- **DOCUMENT PASSAGE**
-- Opening Marker --

The same view is reinforced in PwC’s 24th Global CEO Survey, which found a growing number of CEOs are seeking to boost their organisation’s competitiveness through digital investments in the workforce; 37% aim to focus on productivity through technology and automation, currently more than double the share of CEOs who said the same in 2016.

Impact of technology on jobs

That said, productivity through automation threatens to leave some behind. Although just 20% of CEOs are ‘extremely concerned’ about economic inequality as a threat to their growth prospects – the pandemic has amplified asymmetries among individuals, companies and countries.

We know that automation and technological disruption are inevitable, but we can control its negative effects being filtered down to employees. The potential negative effects are job insecurity and lack of trust in leadership. For example, if people feel performance targets trump opportunities to learn new skills to keep up with technology, this could be potentially demotivating and create a negative culture.


Asia Pacific CEOs focus on productivity through automation and technology

To move with demand and create value, PwC have extended benefits of our digital transformation investments across our services, products and people. We have invested in training our people in a USD3bn upskilling programme, as we a rolled out a broader, external campaign called, ‘New World. New Skills.' It aims to bridge the digital skills gap and prepare our people to work with technology, ensuring they have the skills needed to succeed in the digital world, and for organisations to stay agile and innovative.

So, what do employees feel is important and how can they benefit from technological change sweeping organisations? People are central to driving innovation, and a company culture can only co-exist with trust and like-minded people, regardless of the best technology and tools.

To shed light on what employees in China think of the impact of technological change to their jobs, here are two findings I shared at the webinar, taken from a recent survey - one of the largest global surveys of workers - that polled 32,500 workers in 19 countries PwC Hopes & Fears 2021, China report.

Pandemic-induced hopes and fears

Since the pandemic renewed hopes and fears around employment, it reveals three areas where employees in China feel it is important for employers:

  • 85% of Chinese employees believe their lack of access to technology has hindered their ability to develop skills. Leaders need to provide the best tools and technology for employees to do their jobs.

-- Closing Marker --

- **RAW DATA**

-- Opening Marker --

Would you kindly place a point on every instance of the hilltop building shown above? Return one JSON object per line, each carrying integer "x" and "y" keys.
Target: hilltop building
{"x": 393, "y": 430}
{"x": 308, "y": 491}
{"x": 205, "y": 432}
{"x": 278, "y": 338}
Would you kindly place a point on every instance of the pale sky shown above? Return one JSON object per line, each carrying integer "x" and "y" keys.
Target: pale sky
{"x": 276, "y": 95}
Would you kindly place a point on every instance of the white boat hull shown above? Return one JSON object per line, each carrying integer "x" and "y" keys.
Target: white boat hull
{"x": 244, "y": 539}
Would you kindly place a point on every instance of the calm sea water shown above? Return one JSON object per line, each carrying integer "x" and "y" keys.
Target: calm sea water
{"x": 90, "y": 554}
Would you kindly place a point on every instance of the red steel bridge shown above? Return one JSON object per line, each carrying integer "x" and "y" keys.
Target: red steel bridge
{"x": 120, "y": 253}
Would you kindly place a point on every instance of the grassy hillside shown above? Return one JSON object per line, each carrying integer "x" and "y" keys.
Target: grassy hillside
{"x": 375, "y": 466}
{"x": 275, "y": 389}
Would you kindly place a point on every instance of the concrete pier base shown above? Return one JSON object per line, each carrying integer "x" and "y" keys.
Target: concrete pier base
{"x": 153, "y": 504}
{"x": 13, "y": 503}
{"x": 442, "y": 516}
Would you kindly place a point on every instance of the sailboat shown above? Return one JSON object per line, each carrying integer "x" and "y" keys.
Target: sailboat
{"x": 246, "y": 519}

-- Closing Marker --
-- Opening Marker --

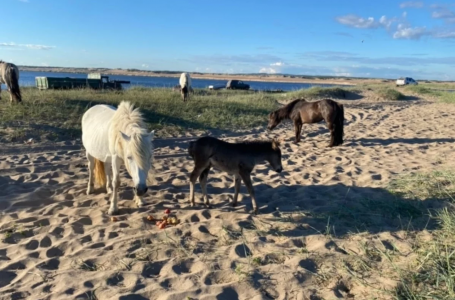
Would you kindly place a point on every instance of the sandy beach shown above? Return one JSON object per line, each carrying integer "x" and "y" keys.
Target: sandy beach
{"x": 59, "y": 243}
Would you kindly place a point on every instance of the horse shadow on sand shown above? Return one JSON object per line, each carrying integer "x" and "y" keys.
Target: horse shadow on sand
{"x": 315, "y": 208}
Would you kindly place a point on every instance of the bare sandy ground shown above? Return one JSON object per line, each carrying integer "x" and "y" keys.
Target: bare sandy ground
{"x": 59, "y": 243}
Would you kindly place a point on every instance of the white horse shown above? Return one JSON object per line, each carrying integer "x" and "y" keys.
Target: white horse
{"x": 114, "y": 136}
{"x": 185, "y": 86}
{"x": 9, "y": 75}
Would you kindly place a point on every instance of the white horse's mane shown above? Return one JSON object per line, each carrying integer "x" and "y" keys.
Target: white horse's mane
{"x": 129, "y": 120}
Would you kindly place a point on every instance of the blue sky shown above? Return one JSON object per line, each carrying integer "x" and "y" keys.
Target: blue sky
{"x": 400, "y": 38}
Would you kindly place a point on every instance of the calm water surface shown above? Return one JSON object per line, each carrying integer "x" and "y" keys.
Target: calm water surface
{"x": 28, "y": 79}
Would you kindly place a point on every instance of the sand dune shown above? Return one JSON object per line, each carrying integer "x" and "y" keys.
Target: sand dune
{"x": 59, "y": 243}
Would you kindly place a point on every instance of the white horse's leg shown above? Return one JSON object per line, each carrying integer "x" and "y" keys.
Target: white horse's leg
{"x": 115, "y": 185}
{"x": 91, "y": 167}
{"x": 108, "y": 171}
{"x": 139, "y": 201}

-- Closing Marker --

- **TASKS TO CARRY OUT**
1. In the passage on automation and jobs, restate the paragraph beginning "We know that automation and technological disruption" more briefly, keeping its main facts.
2. Translate this sentence from the passage on automation and jobs into Spanish: "The potential negative effects are job insecurity and lack of trust in leadership."
3. Reproduce word for word the part of the passage on automation and jobs starting with "To move with" and going on through "agile and innovative.".
The data plays no part in this work.

- **OUTPUTS BY TASK**
1. Automation and technological disruption are inevitable, but their negative effects on employees can be controlled. These effects include job insecurity and lack of trust in leadership. If people feel performance targets outweigh chances to learn new skills, this could demotivate them and create a negative culture.

2. Los posibles efectos negativos son la inseguridad laboral y la falta de confianza en el liderazgo.

3.
To move with demand and create value, PwC have extended benefits of our digital transformation investments across our services, products and people. We have invested in training our people in a USD3bn upskilling programme, as we a rolled out a broader, external campaign called, ‘New World. New Skills.' It aims to bridge the digital skills gap and prepare our people to work with technology, ensuring they have the skills needed to succeed in the digital world, and for organisations to stay agile and innovative.